Job ::
Update the listing between the lines holding "of the display" and "150), (135, 172)]", inclusive, by changing every "display counter" to "checkout counter" and keeping everything else the same. Leave the pictures out of your answer.

The data ::
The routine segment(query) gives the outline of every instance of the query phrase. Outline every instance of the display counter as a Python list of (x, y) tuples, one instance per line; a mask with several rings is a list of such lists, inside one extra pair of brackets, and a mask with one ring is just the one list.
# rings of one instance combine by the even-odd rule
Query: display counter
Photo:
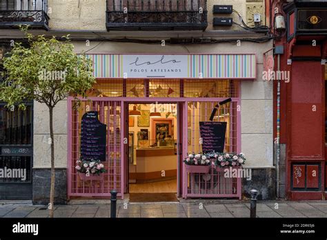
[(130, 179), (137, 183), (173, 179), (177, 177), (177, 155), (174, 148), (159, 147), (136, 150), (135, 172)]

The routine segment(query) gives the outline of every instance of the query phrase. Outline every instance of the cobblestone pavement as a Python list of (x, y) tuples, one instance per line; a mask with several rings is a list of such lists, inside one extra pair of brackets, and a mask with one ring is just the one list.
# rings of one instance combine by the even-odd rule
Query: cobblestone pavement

* * *

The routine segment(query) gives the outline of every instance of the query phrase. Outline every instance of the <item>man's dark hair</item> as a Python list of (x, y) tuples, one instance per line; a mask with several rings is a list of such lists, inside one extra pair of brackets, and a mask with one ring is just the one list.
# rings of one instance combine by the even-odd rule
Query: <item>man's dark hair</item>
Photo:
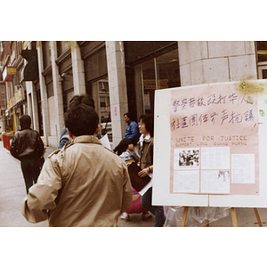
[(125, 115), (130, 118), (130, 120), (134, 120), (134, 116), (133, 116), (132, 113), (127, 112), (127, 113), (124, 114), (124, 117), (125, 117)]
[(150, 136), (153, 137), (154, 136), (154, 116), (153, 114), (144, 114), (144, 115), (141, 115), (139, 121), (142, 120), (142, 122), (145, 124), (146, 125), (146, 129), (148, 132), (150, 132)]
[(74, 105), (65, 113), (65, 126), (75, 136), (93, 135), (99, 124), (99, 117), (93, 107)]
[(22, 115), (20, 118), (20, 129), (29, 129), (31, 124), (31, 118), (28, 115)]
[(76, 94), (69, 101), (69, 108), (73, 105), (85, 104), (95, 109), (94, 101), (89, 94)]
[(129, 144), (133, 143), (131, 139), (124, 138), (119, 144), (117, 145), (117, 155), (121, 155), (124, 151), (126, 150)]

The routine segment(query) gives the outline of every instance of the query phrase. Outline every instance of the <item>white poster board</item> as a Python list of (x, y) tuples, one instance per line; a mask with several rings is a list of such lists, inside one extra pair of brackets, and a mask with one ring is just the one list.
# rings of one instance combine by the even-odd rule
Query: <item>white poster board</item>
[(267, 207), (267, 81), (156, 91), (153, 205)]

Task output ::
The routine segment(query) gives the outline of every instance of the query phrase. Outline every instance of the checkout counter as a Python list of (x, y) tuples, one instance per line; a mask with several rings is a list of such lists, inside one extra pair of brackets, and a mask with one ring is just the one list.
# rings of one instance combine by the even-odd rule
Query: checkout counter
Photo:
[(130, 179), (137, 183), (173, 179), (177, 177), (177, 155), (174, 148), (159, 147), (136, 150), (135, 172)]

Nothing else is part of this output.